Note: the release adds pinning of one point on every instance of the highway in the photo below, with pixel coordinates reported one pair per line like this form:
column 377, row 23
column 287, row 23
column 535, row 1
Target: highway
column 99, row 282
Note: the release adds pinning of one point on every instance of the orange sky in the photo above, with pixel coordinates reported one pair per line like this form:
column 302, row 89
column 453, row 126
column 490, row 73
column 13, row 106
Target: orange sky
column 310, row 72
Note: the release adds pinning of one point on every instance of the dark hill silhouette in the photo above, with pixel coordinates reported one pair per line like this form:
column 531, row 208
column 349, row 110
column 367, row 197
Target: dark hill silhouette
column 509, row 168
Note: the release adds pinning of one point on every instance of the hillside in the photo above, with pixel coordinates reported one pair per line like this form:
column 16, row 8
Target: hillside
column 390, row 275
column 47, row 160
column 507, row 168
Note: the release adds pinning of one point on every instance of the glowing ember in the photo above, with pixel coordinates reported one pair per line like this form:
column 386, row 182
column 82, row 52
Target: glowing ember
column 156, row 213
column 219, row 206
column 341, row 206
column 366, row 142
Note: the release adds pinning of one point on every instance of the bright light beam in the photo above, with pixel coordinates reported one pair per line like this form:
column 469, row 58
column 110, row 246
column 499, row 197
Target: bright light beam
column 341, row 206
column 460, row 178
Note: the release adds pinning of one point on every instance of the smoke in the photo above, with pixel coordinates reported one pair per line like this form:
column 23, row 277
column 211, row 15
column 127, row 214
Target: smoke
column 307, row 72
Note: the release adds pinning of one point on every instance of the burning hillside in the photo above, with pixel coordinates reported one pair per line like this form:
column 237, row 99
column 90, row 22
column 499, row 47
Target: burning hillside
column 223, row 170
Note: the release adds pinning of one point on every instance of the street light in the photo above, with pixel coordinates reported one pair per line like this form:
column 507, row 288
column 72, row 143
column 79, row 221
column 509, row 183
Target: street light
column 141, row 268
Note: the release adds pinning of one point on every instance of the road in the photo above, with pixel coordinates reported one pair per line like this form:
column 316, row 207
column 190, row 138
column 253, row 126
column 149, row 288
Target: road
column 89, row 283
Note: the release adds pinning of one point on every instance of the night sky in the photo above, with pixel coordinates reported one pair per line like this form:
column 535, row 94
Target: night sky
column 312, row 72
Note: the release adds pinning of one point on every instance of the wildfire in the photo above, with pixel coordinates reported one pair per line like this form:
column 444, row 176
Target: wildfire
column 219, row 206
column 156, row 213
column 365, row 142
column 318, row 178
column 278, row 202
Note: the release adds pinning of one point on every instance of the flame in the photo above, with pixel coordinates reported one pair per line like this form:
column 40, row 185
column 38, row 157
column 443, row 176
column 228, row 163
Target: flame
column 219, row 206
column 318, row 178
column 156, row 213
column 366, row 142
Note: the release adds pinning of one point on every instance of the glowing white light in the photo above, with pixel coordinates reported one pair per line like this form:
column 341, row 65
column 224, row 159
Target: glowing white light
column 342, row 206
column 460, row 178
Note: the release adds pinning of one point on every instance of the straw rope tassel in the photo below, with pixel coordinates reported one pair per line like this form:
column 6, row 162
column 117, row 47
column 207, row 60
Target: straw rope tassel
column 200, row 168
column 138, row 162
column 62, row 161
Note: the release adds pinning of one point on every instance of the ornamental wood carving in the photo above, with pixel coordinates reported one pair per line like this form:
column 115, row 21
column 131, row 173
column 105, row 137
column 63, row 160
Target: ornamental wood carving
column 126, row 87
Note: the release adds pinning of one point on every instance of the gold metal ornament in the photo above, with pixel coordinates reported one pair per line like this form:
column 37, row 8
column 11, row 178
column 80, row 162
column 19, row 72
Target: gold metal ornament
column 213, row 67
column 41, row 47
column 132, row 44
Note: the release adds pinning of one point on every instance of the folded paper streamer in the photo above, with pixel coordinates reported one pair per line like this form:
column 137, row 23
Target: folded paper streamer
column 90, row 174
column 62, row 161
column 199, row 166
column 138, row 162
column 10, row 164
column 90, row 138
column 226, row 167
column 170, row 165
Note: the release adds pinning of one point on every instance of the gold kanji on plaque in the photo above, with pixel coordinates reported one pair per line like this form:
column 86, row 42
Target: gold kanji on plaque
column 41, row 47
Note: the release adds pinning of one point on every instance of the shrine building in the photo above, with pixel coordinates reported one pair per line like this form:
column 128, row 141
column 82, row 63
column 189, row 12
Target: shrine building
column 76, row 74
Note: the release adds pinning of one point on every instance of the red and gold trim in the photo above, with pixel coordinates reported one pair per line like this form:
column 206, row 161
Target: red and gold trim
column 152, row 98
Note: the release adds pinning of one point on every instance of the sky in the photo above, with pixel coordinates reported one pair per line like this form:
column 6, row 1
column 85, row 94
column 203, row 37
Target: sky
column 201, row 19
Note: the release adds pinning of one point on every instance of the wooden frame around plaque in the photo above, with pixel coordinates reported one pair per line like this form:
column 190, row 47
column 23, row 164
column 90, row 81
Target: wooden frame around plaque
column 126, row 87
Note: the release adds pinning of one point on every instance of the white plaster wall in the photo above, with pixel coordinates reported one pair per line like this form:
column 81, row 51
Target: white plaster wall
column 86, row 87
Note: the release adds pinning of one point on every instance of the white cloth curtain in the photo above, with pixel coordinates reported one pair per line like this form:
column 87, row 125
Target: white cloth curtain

────────────────

Edit the rows starting at the line that contains "of the street" and ending at the line that contains "column 141, row 268", replacing "street light" with "lamp post" and leaving all else unchanged. Give back only those lines.

◆ Result ◆
Note: the release adds pinning of one point on every instance of the lamp post in the photo above, with pixel coordinates reported one pair per line like this form:
column 507, row 288
column 72, row 143
column 79, row 221
column 509, row 183
Target: lamp post
column 141, row 268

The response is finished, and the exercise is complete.